▶ **Written task 1**: Transcribe the New Wine festival article, starting at "New Wine is for" and ending at "St Michael’s Kelburn.".

▶ **Passage provided**:
━━━━━━━━

Movement Whānau Represent at New Wine

A massive number of us from the Diocese were at New Wine festival over the weekend. Tawa Anglican’s write about their experience below.

Rob and Josephina Edgecombe

For Tawa Anglicans, the annual New Wine festival, held at Wairarapa College, has become a much-loved weekend of togetherness. This last week, we gathered, as we have done for years, on the Thursday afternoon before Anniversary Weekend, to pitch tents, erect clotheslines, magic up a few gazebos - in short, build a small city.

New Wine is for us a chance to be in one another’s company, to have the conversations you can’t have on a Sunday over coffee, to keep an eye on each other’s kids, and to participate in the cycle of teaching and worship that shapes each day. This year, about ten families and singles from Tawa made the trip over the Remutaka Hill to be there. It was also great to be joined by a number from St John’s Johnsonville, along with deputations from the Cathedral and St Michael’s Kelburn.

But another big plus of New Wine is that it links us in with the Christian family beyond Anglicanism. Here, we get exposure to other liturgies and ways of worshipping - a good thing in a world which so often takes difference as grounds for segregation.

━━━━━━━━

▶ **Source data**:
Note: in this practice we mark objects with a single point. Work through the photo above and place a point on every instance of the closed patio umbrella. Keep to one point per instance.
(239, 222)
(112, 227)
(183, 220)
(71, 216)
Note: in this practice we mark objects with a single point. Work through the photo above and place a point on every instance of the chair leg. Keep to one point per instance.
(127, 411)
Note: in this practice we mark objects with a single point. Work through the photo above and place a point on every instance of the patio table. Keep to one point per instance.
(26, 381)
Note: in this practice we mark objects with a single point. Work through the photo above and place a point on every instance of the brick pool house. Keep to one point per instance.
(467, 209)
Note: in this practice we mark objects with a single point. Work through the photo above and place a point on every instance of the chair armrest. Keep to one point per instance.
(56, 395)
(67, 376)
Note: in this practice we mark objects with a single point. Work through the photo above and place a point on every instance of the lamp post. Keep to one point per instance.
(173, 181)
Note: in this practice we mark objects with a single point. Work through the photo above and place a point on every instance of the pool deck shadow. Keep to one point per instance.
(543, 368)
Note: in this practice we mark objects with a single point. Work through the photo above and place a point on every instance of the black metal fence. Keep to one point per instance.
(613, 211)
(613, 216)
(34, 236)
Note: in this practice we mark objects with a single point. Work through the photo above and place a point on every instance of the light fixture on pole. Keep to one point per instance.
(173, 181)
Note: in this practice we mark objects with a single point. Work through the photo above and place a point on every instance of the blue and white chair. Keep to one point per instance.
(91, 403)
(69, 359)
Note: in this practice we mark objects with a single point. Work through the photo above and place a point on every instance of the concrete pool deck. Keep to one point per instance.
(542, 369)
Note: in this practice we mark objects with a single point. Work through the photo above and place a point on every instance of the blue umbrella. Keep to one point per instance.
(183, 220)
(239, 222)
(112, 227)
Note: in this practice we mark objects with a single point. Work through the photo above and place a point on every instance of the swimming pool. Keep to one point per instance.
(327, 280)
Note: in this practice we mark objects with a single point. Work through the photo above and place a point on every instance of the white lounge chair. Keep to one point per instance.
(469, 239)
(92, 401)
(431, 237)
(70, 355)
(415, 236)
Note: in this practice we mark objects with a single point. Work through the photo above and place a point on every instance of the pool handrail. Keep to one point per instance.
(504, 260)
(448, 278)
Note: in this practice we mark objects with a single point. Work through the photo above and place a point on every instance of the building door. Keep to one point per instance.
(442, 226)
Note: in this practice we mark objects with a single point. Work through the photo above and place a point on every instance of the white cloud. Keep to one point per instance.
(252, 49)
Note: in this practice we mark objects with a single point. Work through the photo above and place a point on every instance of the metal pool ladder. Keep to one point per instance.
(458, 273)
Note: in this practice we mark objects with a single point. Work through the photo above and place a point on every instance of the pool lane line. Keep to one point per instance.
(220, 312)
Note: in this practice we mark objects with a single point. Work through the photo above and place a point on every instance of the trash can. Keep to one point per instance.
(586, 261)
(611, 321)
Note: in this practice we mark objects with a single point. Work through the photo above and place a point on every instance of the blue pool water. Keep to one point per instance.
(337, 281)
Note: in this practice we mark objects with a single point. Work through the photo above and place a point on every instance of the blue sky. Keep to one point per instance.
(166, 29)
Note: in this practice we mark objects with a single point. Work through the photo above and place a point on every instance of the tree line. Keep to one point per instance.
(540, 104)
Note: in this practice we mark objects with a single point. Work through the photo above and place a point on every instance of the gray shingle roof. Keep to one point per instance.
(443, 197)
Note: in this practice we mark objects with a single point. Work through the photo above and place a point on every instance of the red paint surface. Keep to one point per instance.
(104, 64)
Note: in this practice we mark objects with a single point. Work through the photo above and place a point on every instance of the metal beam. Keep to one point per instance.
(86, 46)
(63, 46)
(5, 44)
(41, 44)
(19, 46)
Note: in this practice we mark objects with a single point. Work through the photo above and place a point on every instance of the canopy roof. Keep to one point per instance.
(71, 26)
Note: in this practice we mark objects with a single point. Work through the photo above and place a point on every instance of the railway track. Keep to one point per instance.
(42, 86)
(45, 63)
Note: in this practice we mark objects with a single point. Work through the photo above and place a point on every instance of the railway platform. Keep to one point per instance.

━━━━━━━━

▶ **Written task 2**: Restate the Source data rows word for word, starting at the row that contains "can. Keep to one point per instance." and ending at the last row.

▶ **Task output 1**:
New Wine is for us a chance to be in one another’s company, to have the conversations you can’t have on a Sunday over coffee, to keep an eye on each other’s kids, and to participate in the cycle of teaching and worship that shapes each day. This year, about ten families and singles from Tawa made the trip over the Remutaka Hill to be there. It was also great to be joined by a number from St John’s Johnsonville, along with deputations from the Cathedral and St Michael’s Kelburn.

▶ **Task output 2**:
Note: in this practice we mark objects with a single point. Work through the photo above and place a point on every instance of the trash can. Keep to one point per instance.
(586, 261)
(611, 321)
Note: in this practice we mark objects with a single point. Work through the photo above and place a point on every instance of the blue pool water. Keep to one point per instance.
(337, 281)
Note: in this practice we mark objects with a single point. Work through the photo above and place a point on every instance of the blue sky. Keep to one point per instance.
(166, 29)
Note: in this practice we mark objects with a single point. Work through the photo above and place a point on every instance of the tree line. Keep to one point per instance.
(540, 104)
Note: in this practice we mark objects with a single point. Work through the photo above and place a point on every instance of the gray shingle roof. Keep to one point per instance.
(443, 197)
Note: in this practice we mark objects with a single point. Work through the photo above and place a point on every instance of the red paint surface. Keep to one point per instance.
(104, 64)
Note: in this practice we mark objects with a single point. Work through the photo above and place a point on every instance of the metal beam. Keep to one point per instance.
(86, 46)
(63, 46)
(5, 44)
(41, 44)
(19, 46)
Note: in this practice we mark objects with a single point. Work through the photo above and place a point on every instance of the canopy roof. Keep to one point per instance.
(71, 26)
Note: in this practice we mark objects with a single point. Work through the photo above and place a point on every instance of the railway track. Keep to one point per instance.
(42, 86)
(45, 63)
Note: in this practice we mark objects with a single point. Work through the photo above and place a point on every instance of the railway platform. Keep to one point per instance.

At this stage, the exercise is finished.